• Page text:
Silly Nazis, mystical powers of the occult are for kids!
Wolfenstein has a history. If you grew up playing any PC shooters, no doubt you’ve played ‘ol Wolf3D; it’s a true classic from id Software that everyone knows about. Hell, it was the beginning of the first-person shooter’s popularity, before even Doom! So sequels and re-releases are bound to happen, and this is the latest attempt to bring the franchise back to what it once was… doesn’t have the same impact as the original did, but it doesn’t need it. After all, it’s already had that impact once, eh?
[image1]The game throws you into the spy-boots of good ol’ William "B.J." Blazkowicz (the same main character from the original Wolf3D) on the bow of a Nazi ship. After discovering that Hitler’s regime was researching the occult for new magicks and technologies to finish their taking over the world, B.J. is sent immediately back into action in the heart of Germany to stop the Führer. With a load of missions he has to face and an open world to explore, every player who takes this on will be swimming in full on Nazi-shooting goodness!
Visually, the package is definitely pretty. Each face feels like it was meticulously stretched over the skulls of each character (still a little plastic-ish, but not quite as bad as the first Terminator movie), and while mouths move oddly (who knows when some development house is going to fix that…), they look like you would hope video game humans would look like. And every open environment is beautiful in the classic WWII fashion: gritty, in ruin, on fire, littered with the debris, buildings collapsed, and people scurrying like rats.
Except for the buildings made for the SS. Say what you want, those fellas have some style.
As a single-player experience, this is top-notch for the FPS genre. The whole world is open, which is nice for this type of game, and the environments you get to explore are intricately detailed and even destructible. You can destroy so much stuff, it’s a blast to run-and-gun, just to see how much of it flies up and breaks. And with a nice assortment of different enemies, who also have their own fun ways of blowing up (and believe me, they do), it becomes a beautiful orgy of action and violence.
[image2]But some of the small touches or lack thereof leave the game feeling empty: the lack of any evidence of a firefight having ever occurred – bodies tend to disappear after only ten seconds in multi-player and nearly as quickly in the campaign (a.k.a. no teabagging friends online in that obscene, loving way); a basic group of weapons (machine gun, pistol, rocket launcher, and electricity gun… same set-up as classic Quake III), and the occult idea, despite being a strong force in the storyline, is not that interesting. Thankfully, the action sequences are intense and engaging, sometimes enough to make you jump out of your chair.

• Task 1: Decide whether each statement agrees with the Wolfenstein review, answering yes or no and quoting the deciding words: (a) The main character is the same one as in the original Wolf3D. (b) In multiplayer, bodies stay on the ground for a long time. (c) The environments cannot be destroyed.
• Task 2: Echo the Wolfenstein review word for word, from "As a single-player" up to and including "action and violence.".
The items after the Wolfenstein review can be left aside.

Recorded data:
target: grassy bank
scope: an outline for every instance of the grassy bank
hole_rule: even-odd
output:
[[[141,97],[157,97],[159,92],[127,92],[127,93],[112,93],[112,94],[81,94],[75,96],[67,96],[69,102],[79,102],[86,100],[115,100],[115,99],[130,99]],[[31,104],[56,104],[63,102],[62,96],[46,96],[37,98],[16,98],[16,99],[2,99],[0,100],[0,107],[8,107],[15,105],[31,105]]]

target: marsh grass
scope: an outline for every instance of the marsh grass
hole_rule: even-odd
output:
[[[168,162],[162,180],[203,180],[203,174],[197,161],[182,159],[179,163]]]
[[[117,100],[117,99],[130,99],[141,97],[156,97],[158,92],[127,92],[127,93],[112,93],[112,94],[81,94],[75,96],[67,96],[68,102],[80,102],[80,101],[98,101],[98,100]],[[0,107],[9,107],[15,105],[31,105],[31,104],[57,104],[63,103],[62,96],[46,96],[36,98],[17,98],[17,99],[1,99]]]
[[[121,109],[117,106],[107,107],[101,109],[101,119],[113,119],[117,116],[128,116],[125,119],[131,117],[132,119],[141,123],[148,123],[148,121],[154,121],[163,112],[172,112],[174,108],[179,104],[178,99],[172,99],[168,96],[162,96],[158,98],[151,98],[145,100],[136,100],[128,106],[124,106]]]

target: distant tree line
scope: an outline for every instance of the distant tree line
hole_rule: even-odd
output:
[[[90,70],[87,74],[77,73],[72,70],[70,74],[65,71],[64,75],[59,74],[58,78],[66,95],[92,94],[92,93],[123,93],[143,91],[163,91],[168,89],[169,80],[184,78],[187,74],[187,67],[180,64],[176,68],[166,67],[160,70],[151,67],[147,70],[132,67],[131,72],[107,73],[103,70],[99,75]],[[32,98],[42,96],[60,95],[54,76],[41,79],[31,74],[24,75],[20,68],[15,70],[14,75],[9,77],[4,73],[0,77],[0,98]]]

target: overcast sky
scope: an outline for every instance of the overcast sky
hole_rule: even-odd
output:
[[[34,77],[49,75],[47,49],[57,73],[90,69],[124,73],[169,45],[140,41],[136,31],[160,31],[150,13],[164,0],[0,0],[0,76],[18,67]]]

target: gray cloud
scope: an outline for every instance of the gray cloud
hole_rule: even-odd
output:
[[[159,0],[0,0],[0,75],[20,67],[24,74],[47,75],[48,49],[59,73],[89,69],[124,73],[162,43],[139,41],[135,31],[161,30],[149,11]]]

• Your response 1:
(a) Yes: "the same main character from the original Wolf3D"
(b) No: "bodies tend to disappear after only ten seconds in multi-player"
(c) No: "intricately detailed and even destructible"

• Your response 2:
As a single-player experience, this is top-notch for the FPS genre. The whole world is open, which is nice for this type of game, and the environments you get to explore are intricately detailed and even destructible. You can destroy so much stuff, it’s a blast to run-and-gun, just to see how much of it flies up and breaks. And with a nice assortment of different enemies, who also have their own fun ways of blowing up (and believe me, they do), it becomes a beautiful orgy of action and violence.